• **Directions for this task**:
Examine each line of the data. Copy those that contain the string "every".

• **Data provided**:
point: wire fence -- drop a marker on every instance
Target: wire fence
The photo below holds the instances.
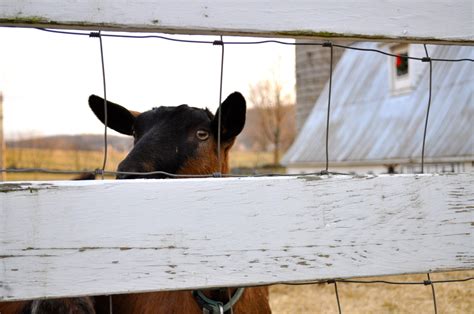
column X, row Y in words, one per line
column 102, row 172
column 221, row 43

* * *

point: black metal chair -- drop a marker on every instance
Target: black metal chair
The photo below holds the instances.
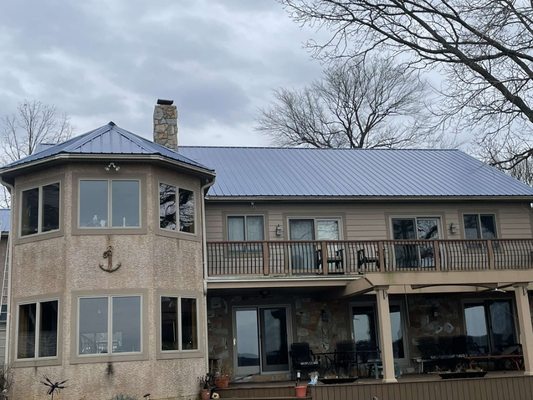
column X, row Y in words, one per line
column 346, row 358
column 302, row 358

* * *

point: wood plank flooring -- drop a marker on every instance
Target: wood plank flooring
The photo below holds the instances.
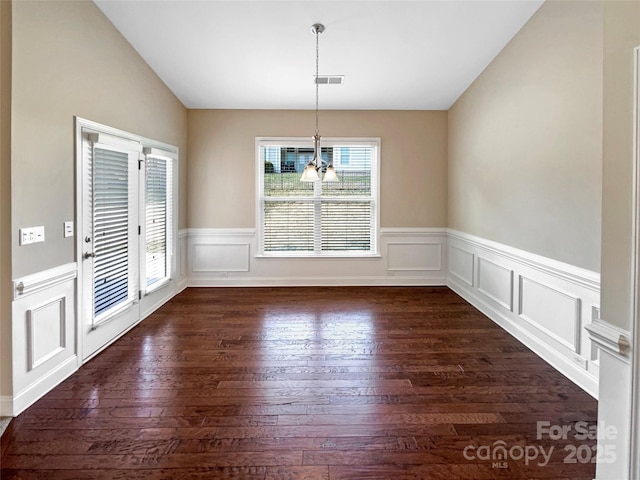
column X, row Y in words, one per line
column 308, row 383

• **Expected answer**:
point: wire fence -- drop a marker on every instance
point: black metal chair -- drop a marker on every instance
point: wood plank flooring -- drop a marker on every instance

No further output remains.